Being able to shelter a baby inside the womb for 9 months is something I have always found fascinating. Not only is it a beautiful result of natural adaptation, but pregnancy is also a risky situation during which an efficient compromise needs to be reached between the baby, who needs the mother’s resources, and the mother who needs to cope with the huge challenge of transforming her own body for the benefit of her baby. Maintaining this equilibrium would be impossible without the placenta, which performs an impressive number of tasks to keep both the baby and the mother safe from fecundation to birth. And yet, the placenta has never really received the attention it deserves. Not only by the general public, which often only has vague ideas about what a placenta does, but even more sadly, by the scientific community. The placenta is the least studied organ of the human body and still holds many mysteries. I wasn’t too sure myself about what a placenta did exactly before starting my PhD. I have to say that since then, I have never stopped being amazed at its multi-faceted capacities. With this article, I would like to put the placenta under the spotlight for a moment by sharing with you some of what I found are its most astonishing powers.

Exercise instructions:
Copy out the passage about the placenta above, word for word and in full.

Supplied material:
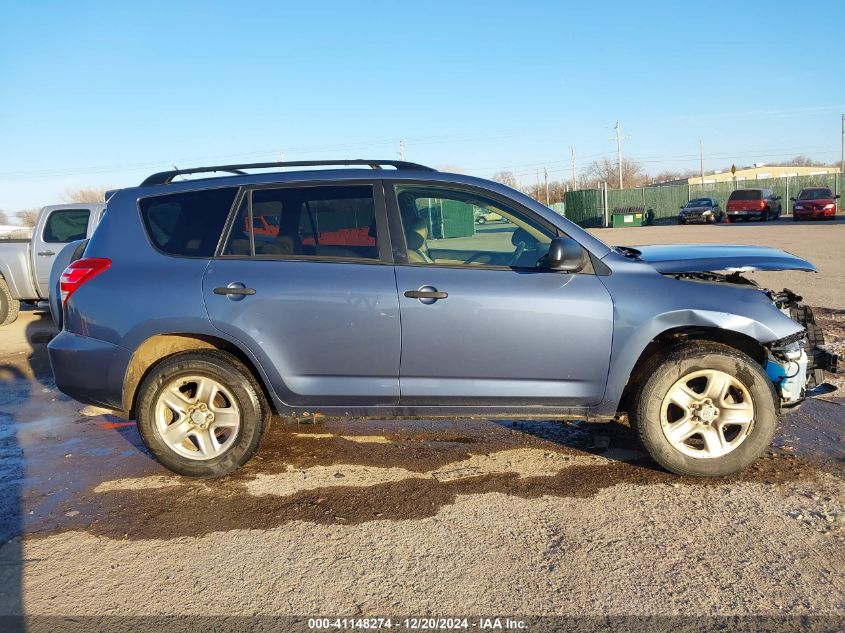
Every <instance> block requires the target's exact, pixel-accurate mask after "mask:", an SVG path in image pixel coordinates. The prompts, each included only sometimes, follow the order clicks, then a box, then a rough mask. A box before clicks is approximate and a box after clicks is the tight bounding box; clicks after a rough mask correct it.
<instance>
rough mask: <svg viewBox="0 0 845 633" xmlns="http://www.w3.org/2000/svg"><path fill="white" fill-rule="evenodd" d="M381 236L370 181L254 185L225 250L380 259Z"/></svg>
mask: <svg viewBox="0 0 845 633" xmlns="http://www.w3.org/2000/svg"><path fill="white" fill-rule="evenodd" d="M250 215H251V216H252V221H251V222H250ZM249 227H252V231H251V232H250V230H249ZM377 240H378V238H377V231H376V219H375V202H374V200H373V188H372V187H371V186H370V185H350V186H324V187H284V188H279V189H255V190H253V191H250V192H248V193H247V195H246V196H245V197H244V200H243V203H242V205H241V208H240V209H239V211H238V215H237V217H236V218H235V222H234V224H233V225H232V232H231V234H230V236H229V240H228V243H227V245H226V249H225V251H224V254H226V255H240V256H244V255H255V256H259V257H261V256H271V257H272V256H279V257H286V256H288V257H289V256H294V257H313V258H315V259H324V258H327V257H329V258H333V257H343V258H356V259H362V258H363V259H378V257H379V252H378V243H377Z"/></svg>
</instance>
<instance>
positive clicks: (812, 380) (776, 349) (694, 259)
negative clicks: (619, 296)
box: [617, 244, 838, 407]
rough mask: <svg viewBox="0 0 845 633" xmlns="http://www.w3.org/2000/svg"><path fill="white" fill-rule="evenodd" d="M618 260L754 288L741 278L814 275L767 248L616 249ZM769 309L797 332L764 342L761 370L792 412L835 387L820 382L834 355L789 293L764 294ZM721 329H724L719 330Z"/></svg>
mask: <svg viewBox="0 0 845 633" xmlns="http://www.w3.org/2000/svg"><path fill="white" fill-rule="evenodd" d="M617 250H619V252H621V253H622V254H623V255H625V256H626V257H629V258H635V259H638V260H641V261H645V262H647V263H648V264H649V265H651V266H652V267H653V268H654V269H655V270H656V271H657V272H659V273H661V274H663V275H666V276H667V277H673V278H675V279H678V280H687V281H698V282H709V283H723V284H732V285H743V286H753V287H755V288H758V285H757V283H756V282H754V281H753V280H751V279H749V278H747V277H745V276H744V273H753V272H755V271H783V270H793V271H798V270H800V271H806V272H817V270H816V267H815V266H814V265H813V264H812V263H810V262H809V261H807V260H806V259H803V258H801V257H796V256H795V255H792V254H791V253H787V252H786V251H782V250H779V249H775V248H770V247H767V246H736V245H732V244H720V245H719V244H713V245H711V244H671V245H654V246H638V247H637V248H635V249H634V248H630V247H621V248H619V249H617ZM759 290H760V291H761V292H764V293H765V294H766V296H767V297H768V298H769V299H770V300H771V301H772V303H773V304H774V306H775V307H776V308H777V309H778V310H780V311H781V312H782V313H783V314H785V315H786V316H787V317H789V318H790V319H792V320H793V321H794V322H796V323H798V324H799V325H801V327H802V328H803V330H799V331H797V332H796V333H794V334H791V335H790V336H788V337H786V338H782V339H779V340H776V341H772V342H768V343H766V344H765V345H764V347H765V349H766V358H765V363H764V364H765V369H766V373H767V374H768V376H769V378H770V379H771V380H772V383H773V384H774V386H775V391H776V392H777V393H778V396H779V399H780V405H781V406H783V407H794V406H796V405H798V404H800V403H801V401H802V400H804V398H805V397H807V396H808V395H821V394H822V393H828V392H830V391H833V390H834V389H835V388H834V387H833V386H831V385H829V384H826V383H824V372H825V371H829V372H832V373H833V372H836V367H837V361H838V359H837V356H836V355H835V354H832V353H831V352H829V351H828V350H827V349H825V347H824V343H825V341H824V334H822V331H821V328H820V327H819V326H818V325H817V324H816V319H815V317H814V316H813V311H812V310H811V309H810V307H809V306H806V305H804V304H802V303H801V300H802V298H801V297H800V296H798V295H797V294H795V293H794V292H792V291H791V290H787V289H784V290H781V291H780V292H774V291H772V290H764V289H762V288H759ZM722 327H725V326H722Z"/></svg>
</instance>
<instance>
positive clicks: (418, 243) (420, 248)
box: [408, 231, 425, 251]
mask: <svg viewBox="0 0 845 633" xmlns="http://www.w3.org/2000/svg"><path fill="white" fill-rule="evenodd" d="M424 245H425V238H424V237H423V236H422V235H420V234H419V233H417V232H416V231H410V232H409V233H408V248H409V249H410V250H412V251H418V250H420V249H421V248H422V247H423V246H424Z"/></svg>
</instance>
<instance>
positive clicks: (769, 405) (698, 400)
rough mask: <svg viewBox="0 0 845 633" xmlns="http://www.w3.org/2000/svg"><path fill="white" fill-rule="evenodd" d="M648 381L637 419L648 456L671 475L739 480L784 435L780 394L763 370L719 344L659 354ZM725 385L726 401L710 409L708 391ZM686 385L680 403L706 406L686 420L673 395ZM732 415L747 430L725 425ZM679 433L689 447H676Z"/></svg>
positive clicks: (699, 342)
mask: <svg viewBox="0 0 845 633" xmlns="http://www.w3.org/2000/svg"><path fill="white" fill-rule="evenodd" d="M640 374H641V375H642V376H646V377H647V378H646V379H645V380H644V381H643V382H642V383H641V384H640V385H638V386H637V387H636V388H635V393H634V397H633V400H632V406H631V410H630V411H629V418H630V420H631V425H632V426H633V427H634V428H635V429H636V431H637V433H638V435H639V437H640V441H641V442H642V444H643V446H644V447H645V449H646V450H647V451H648V452H649V454H650V455H651V457H652V458H653V459H654V461H656V462H657V463H658V464H660V465H661V466H663V467H664V468H665V469H666V470H668V471H670V472H673V473H675V474H678V475H691V476H696V477H721V476H724V475H732V474H734V473H737V472H739V471H740V470H742V469H744V468H746V467H748V466H749V465H750V464H751V463H752V462H754V460H756V459H757V458H758V457H759V456H760V455H761V454H762V453H763V452H764V451H765V450H766V449H767V448H768V447H769V446H770V445H771V443H772V439H773V438H774V434H775V429H776V428H777V407H776V404H775V403H776V396H775V391H774V387H773V386H772V383H771V381H770V380H769V378H768V376H767V375H766V373H765V372H764V371H763V368H762V367H760V365H759V364H757V363H756V362H754V360H752V359H751V358H750V357H749V356H747V355H746V354H743V353H742V352H740V351H738V350H736V349H734V348H732V347H728V346H727V345H722V344H719V343H711V342H707V341H695V342H689V343H683V344H681V345H679V346H677V347H674V348H671V349H669V350H667V351H666V352H664V353H658V354H656V355H655V356H654V357H652V358H651V359H650V360H649V361H647V362H646V363H645V365H644V366H643V367H642V369H641V371H640ZM711 375H712V377H713V380H712V382H711V377H710V376H711ZM720 380H721V381H724V383H723V384H725V385H726V388H725V389H724V390H722V391H721V393H722V394H723V395H722V396H721V397H719V396H717V397H716V400H715V401H712V399H711V403H710V404H708V403H707V401H706V398H705V396H706V395H708V394H707V391H708V389H710V388H711V385H714V386H715V385H718V384H719V381H720ZM685 381H688V382H685ZM682 383H683V384H685V385H686V389H687V391H683V390H682V391H681V392H680V393H681V396H682V398H680V399H681V400H682V399H684V398H689V400H690V402H692V403H701V402H704V403H703V404H702V405H701V408H699V409H695V408H694V407H695V404H692V405H690V406H689V407H687V408H686V412H685V410H684V409H683V408H682V407H680V406H678V405H677V404H675V400H676V399H675V398H673V397H672V396H671V394H672V393H673V392H674V393H678V391H677V386H678V385H679V384H682ZM714 393H715V392H714ZM709 395H713V394H709ZM695 396H700V397H699V398H696V397H695ZM728 400H730V402H728ZM749 403H750V407H749ZM717 404H721V408H720V407H717V406H715V405H717ZM726 405H729V406H731V407H732V409H728V408H727V406H726ZM714 408H715V409H716V413H714V412H713V409H714ZM731 410H732V413H731V414H730V415H732V416H733V418H734V419H736V420H737V421H739V420H743V422H742V423H737V424H725V423H724V422H721V423H720V421H719V417H720V416H721V417H722V419H723V420H724V419H726V415H727V413H728V411H731ZM693 412H694V413H693ZM693 416H701V417H700V418H699V417H693ZM743 416H745V418H744V419H743ZM685 420H686V421H685ZM745 420H747V422H746V421H745ZM664 429H665V430H664ZM671 432H675V433H676V434H678V439H679V440H681V441H677V440H676V441H675V442H672V441H670V440H669V438H668V437H667V433H671ZM686 433H689V435H688V436H686V439H683V437H684V435H685V434H686ZM714 433H715V435H714Z"/></svg>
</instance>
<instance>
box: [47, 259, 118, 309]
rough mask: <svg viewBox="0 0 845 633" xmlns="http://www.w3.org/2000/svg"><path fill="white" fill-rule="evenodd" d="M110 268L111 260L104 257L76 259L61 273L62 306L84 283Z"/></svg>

Answer for the task:
Being able to shelter a baby inside the womb for 9 months is something I have always found fascinating. Not only is it a beautiful result of natural adaptation, but pregnancy is also a risky situation during which an efficient compromise needs to be reached between the baby, who needs the mother’s resources, and the mother who needs to cope with the huge challenge of transforming her own body for the benefit of her baby. Maintaining this equilibrium would be impossible without the placenta, which performs an impressive number of tasks to keep both the baby and the mother safe from fecundation to birth. And yet, the placenta has never really received the attention it deserves. Not only by the general public, which often only has vague ideas about what a placenta does, but even more sadly, by the scientific community. The placenta is the least studied organ of the human body and still holds many mysteries. I wasn’t too sure myself about what a placenta did exactly before starting my PhD. I have to say that since then, I have never stopped being amazed at its multi-faceted capacities. With this article, I would like to put the placenta under the spotlight for a moment by sharing with you some of what I found are its most astonishing powers.